■ **What you are asked to do**
Print all entries precisely as they are written.

■ **Given information**
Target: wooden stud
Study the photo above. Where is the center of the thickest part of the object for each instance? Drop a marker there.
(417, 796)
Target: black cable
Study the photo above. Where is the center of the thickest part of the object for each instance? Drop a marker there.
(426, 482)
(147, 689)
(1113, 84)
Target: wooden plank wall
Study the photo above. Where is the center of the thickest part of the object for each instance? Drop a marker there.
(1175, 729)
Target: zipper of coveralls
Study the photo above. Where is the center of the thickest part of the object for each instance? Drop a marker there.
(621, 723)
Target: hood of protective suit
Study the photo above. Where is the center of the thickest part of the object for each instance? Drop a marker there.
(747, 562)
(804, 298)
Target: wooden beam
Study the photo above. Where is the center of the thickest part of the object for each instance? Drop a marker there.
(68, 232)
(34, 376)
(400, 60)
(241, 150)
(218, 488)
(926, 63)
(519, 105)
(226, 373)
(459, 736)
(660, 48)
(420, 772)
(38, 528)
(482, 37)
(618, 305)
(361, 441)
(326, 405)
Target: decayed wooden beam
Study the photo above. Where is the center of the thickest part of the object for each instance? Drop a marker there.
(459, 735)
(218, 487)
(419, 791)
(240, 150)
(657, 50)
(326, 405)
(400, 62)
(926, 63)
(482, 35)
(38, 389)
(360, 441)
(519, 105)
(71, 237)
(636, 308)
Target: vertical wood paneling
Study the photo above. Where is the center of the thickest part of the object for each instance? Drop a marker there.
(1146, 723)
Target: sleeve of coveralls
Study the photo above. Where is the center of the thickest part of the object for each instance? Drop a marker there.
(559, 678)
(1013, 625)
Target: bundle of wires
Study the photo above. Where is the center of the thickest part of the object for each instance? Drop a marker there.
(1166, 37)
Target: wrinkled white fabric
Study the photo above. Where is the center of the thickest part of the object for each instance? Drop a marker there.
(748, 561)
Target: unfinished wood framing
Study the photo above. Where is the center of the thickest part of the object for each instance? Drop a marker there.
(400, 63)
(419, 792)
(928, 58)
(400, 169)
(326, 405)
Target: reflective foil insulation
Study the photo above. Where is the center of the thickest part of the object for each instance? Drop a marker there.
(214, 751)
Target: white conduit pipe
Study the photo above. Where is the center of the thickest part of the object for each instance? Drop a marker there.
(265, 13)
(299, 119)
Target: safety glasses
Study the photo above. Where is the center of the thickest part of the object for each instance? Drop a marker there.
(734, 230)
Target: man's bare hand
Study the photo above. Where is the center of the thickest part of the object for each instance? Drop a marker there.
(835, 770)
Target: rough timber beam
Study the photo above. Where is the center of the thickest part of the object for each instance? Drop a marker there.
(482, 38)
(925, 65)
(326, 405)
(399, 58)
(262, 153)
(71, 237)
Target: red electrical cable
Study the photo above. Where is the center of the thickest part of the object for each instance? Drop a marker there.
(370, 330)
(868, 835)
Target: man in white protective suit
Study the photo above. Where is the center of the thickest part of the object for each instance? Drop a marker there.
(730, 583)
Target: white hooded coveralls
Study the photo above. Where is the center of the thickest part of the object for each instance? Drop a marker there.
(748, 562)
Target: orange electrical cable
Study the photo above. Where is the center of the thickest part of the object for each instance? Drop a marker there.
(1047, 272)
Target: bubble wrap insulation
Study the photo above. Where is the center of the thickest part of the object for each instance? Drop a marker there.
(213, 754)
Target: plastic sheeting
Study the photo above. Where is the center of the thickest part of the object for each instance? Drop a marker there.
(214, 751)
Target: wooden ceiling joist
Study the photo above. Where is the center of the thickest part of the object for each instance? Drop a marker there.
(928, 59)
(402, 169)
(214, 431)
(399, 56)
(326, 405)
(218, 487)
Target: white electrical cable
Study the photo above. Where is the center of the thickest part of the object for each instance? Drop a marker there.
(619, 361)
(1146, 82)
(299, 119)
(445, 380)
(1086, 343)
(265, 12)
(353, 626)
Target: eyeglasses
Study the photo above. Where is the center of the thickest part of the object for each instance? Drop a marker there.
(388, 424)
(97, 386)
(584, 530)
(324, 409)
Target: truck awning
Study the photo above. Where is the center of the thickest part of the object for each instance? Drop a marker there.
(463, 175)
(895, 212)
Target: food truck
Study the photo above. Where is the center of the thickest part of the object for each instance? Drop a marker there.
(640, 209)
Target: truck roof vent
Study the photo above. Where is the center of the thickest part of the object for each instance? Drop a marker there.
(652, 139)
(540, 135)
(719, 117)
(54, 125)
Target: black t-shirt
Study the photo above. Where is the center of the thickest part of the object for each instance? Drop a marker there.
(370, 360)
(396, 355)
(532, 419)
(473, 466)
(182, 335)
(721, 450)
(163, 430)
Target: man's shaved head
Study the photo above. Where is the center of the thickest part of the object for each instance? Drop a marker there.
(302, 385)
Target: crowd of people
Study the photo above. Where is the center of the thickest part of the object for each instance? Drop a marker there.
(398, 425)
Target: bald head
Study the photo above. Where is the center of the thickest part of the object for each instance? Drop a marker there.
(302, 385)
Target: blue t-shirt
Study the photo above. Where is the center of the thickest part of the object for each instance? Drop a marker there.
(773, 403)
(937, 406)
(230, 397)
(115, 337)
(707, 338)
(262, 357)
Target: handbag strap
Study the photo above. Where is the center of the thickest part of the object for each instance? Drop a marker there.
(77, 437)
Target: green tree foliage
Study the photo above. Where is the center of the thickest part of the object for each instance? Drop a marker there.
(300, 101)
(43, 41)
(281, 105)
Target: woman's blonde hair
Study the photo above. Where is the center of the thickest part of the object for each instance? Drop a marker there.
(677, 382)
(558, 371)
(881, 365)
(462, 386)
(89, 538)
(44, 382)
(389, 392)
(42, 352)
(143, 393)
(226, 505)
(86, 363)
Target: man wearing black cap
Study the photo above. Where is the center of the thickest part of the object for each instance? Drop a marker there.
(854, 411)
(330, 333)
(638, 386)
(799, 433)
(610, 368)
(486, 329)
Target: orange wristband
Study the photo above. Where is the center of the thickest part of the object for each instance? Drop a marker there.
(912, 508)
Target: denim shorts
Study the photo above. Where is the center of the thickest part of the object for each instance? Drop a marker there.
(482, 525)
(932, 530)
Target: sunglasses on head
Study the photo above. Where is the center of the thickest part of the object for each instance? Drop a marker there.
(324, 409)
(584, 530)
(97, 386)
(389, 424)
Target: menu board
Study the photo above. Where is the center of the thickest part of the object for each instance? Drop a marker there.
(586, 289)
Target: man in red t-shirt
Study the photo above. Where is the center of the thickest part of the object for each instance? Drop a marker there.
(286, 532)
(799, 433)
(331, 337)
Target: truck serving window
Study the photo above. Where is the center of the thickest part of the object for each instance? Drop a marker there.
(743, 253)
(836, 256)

■ **Answer in full**
Target: wooden stud
Study the photo above. Where is the center of the thickest part of the object for each instance? Drop a marker there.
(417, 796)
Target: black cable
Study the photo above. Where is the center of the thickest part of the object for each instance? Drop a marker there.
(426, 482)
(147, 689)
(1113, 84)
Target: wooden plank wall
Study the photo above. Where is the center of the thickest part of the object for each instance? Drop a marker there.
(1175, 729)
Target: zipper of coveralls
Study the photo above. Where is the center of the thickest part of the object for each instance? Drop a marker there.
(621, 723)
Target: hood of protective suit
Study the photo above. Where is the center of the thickest part of the object for each instance? Drop a marker there.
(747, 562)
(804, 298)
Target: wooden beam
Study the photo above. Where is the center of the thickest part of the object for each instance? Drop a marker there.
(68, 232)
(34, 376)
(400, 60)
(241, 150)
(218, 488)
(926, 63)
(519, 105)
(226, 373)
(459, 736)
(660, 48)
(420, 772)
(38, 528)
(482, 37)
(618, 305)
(361, 441)
(326, 405)
Target: decayed wooden beam
Study the photo above. Where is the center of the thickest part of the object for each instance? Drop a marker there.
(459, 735)
(218, 487)
(419, 791)
(240, 150)
(657, 50)
(326, 405)
(400, 62)
(926, 63)
(482, 35)
(38, 389)
(360, 441)
(519, 105)
(71, 237)
(636, 308)
Target: vertical wood paneling
Study the photo above. Where is the center of the thickest part of the object for each instance? Drop a marker there.
(1146, 723)
Target: sleeve of coveralls
Study the photo above. Where is the center of the thickest part of the object for each instance? Drop a marker there.
(559, 678)
(1013, 625)
Target: bundle of wires
Study the photo above. Where is the center of the thickest part of the object for each instance? Drop a marker there.
(1166, 37)
Target: wrinkled white fabric
Study the photo above. Where is the center of the thickest part of the object for each instance? Drop a marker there.
(748, 561)
Target: unfinished wood framing
Study the photo above. Where is the center of the thickest part of the object for each instance? Drop a marker there.
(400, 63)
(419, 792)
(928, 58)
(400, 169)
(326, 405)
Target: reflective foil insulation
Study the photo above. Where is the center of the thickest part of the object for each instance? Drop a marker there.
(214, 751)
Target: white conduit pipe
Study the photo above. Where is the center of the thickest part of the object for each instance? Drop a marker there.
(265, 13)
(299, 119)
Target: safety glasses
Study the photo above. Where is the center of the thickest part of the object for each instance? Drop a marker there.
(734, 230)
Target: man's bare hand
Study the photo above. Where is the center of the thickest part of the object for each instance? Drop a marker there.
(835, 770)
Target: rough timber beam
Study the photo above. Where is the center of the thickest part of the object for each instance? Drop a marker there.
(482, 38)
(925, 65)
(326, 405)
(399, 58)
(262, 153)
(71, 237)
Target: red electrical cable
Study the photo above. Where is the center of the thickest part of the object for each instance? Drop a marker there.
(370, 330)
(868, 835)
Target: man in white protective suit
Study the photo above. Where is the center of the thickest part of the object for each instance? Drop a marker there.
(730, 583)
Target: white hooded coveralls
Study the photo above. Where is the center of the thickest part of the object for each instance? Drop a marker there.
(748, 562)
Target: orange electrical cable
Study the photo above. Where is the center of the thickest part of the object for each instance? Drop a marker there.
(1047, 272)
Target: bubble wrap insulation
Study the photo above. Where is the center of the thickest part of the object for each instance? Drop a marker there.
(213, 754)
Target: plastic sheeting
Study the photo above. Where is the center of the thickest part of the object for each instance? Drop a marker there.
(214, 751)
Target: wooden ceiling joist
Study the photo above. Where is the center of the thickest part of the object for each instance? Drop a marker there.
(928, 59)
(402, 169)
(214, 431)
(399, 56)
(326, 405)
(218, 487)
Target: white electrical cable
Study the photo above. Where is the center of the thickest part of the object for each instance? Drop a marker there.
(619, 361)
(1146, 82)
(299, 119)
(445, 380)
(1086, 343)
(265, 12)
(353, 626)
Target: eyeglasses
Study the photo above. Where is the center of the thickest part of the object for each instance? Drop a marker there.
(388, 424)
(97, 386)
(584, 530)
(324, 409)
Target: truck awning
Study the photo above. Where is the center of the thickest part of the object for each instance? Drop a marker there.
(463, 175)
(895, 212)
Target: food truck
Study the photo above. Where is the center of the thickest part of the object for each instance? Drop a marker there.
(640, 209)
Target: truck roof vent
Study the photo above. Where is the center of the thickest part of the object for each instance? Drop a marker there.
(652, 139)
(540, 135)
(719, 117)
(54, 125)
Target: black t-shirt
Study the photo above. Where is the center of the thickest part of the object for each instance? Drop a marker there.
(370, 360)
(396, 355)
(532, 419)
(473, 466)
(182, 335)
(721, 450)
(163, 430)
Target: man's shaved head
Study the photo above. Where is the center of the thickest part of the object for each instance? Drop a marker there.
(302, 385)
Target: crowd of people
Study the photo above. Where is the center of the thickest part of the object for each instance? Drop a marker there.
(398, 425)
Target: bald head
Study the photo above. Where is the center of the thickest part of the object for each instance? Drop a marker there.
(302, 385)
Target: blue t-shirt
Study the photo above. Where is the center of the thickest part of the object for each instance? Drop a marker there.
(773, 403)
(937, 406)
(230, 397)
(115, 337)
(707, 338)
(262, 357)
Target: handbag strap
Study the photo above. Where is the center of the thickest part of the object for each instance? Drop a marker there.
(77, 437)
Target: green tree foliage
Study the photo above. Where is the center of the thickest part of the object for each instance? Drop a marker there.
(300, 101)
(43, 41)
(281, 105)
Target: woman's blonde hair
Study the photo above. Where is the center of the thickest part of the object for each instance? Drop a marker there.
(677, 382)
(558, 371)
(881, 365)
(462, 386)
(89, 538)
(44, 382)
(389, 392)
(42, 352)
(143, 393)
(226, 505)
(86, 363)
Target: man wearing black cap
Study the photo above. Where is the center of the thickest part of the object for each instance? Drop a marker there.
(854, 411)
(330, 333)
(638, 386)
(799, 433)
(610, 368)
(486, 329)
Target: orange wristband
Study the photo above. Where is the center of the thickest part of the object for each instance? Drop a marker there.
(912, 508)
Target: denim shorts
Study the photo above. Where is the center of the thickest part of the object for each instance? Drop a marker there.
(482, 525)
(932, 530)
Target: sunglasses on head
Study the photo above. Where is the center of the thickest part of the object for each instance? Drop a marker there.
(324, 409)
(584, 530)
(97, 386)
(389, 424)
Target: menu board
Study the photo above. Where is the center of the thickest part of the object for each instance? Drop a marker there.
(586, 289)
Target: man in red t-shirt
Study the photo above. Where is the center of the thickest part of the object for each instance? Drop a marker there.
(286, 532)
(799, 433)
(331, 337)
Target: truck serving window
Study the photo above. Where is the center of the thickest part of the object for each instance? Drop a marker there.
(743, 253)
(836, 256)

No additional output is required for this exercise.